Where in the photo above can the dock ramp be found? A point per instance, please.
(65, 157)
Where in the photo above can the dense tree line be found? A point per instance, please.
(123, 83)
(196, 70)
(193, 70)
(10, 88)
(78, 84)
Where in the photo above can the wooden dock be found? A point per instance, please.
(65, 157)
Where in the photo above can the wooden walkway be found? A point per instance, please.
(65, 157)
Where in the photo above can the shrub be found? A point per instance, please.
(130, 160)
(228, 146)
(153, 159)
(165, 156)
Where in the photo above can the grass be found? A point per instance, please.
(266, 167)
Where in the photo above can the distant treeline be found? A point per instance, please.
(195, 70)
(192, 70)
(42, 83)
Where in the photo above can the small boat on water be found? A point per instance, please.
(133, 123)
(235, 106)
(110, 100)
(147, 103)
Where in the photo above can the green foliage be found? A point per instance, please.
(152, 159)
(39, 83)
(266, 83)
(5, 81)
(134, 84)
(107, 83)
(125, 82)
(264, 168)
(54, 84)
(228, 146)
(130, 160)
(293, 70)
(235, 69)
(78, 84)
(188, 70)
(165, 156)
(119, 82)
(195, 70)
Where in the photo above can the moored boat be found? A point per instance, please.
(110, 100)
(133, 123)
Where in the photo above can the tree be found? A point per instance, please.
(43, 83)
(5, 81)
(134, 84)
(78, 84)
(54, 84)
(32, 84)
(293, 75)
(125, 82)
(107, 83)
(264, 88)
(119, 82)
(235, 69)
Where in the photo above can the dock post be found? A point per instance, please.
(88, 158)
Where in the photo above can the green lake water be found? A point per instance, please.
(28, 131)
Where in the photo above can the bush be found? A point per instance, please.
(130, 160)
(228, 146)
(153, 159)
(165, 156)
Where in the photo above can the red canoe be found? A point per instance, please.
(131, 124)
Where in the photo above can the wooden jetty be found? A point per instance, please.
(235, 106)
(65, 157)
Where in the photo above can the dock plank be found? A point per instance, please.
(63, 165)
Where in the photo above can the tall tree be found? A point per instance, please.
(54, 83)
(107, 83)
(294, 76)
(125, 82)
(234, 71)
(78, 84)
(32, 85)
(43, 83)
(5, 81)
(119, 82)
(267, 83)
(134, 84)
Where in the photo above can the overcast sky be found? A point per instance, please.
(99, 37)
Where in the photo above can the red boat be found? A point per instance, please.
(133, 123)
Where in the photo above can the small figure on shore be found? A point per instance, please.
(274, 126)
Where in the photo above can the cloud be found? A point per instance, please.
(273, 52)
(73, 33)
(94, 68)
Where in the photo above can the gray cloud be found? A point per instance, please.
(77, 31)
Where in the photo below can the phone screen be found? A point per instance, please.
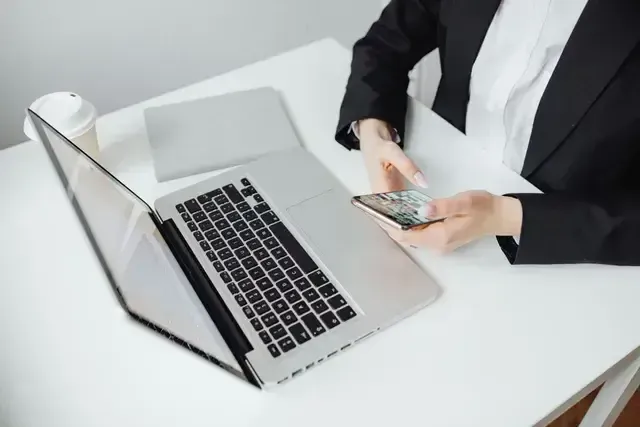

- [Description of the task] Transcribe exactly the lines from the one holding "Where in the photo above can the small figure" through the final line of the material above, both ends included; any pictures should be dropped.

- [Written answer]
Where in the photo above can the small figure on shore be found? A point per instance, please.
(274, 126)
Where in the photo above can the cloud be found? A point per instance, please.
(273, 52)
(73, 33)
(94, 68)
Where in the photo above can the gray cloud be found? A point per instance, please.
(77, 31)
Where in the photo below can the phone screen be found? A point per instance, please.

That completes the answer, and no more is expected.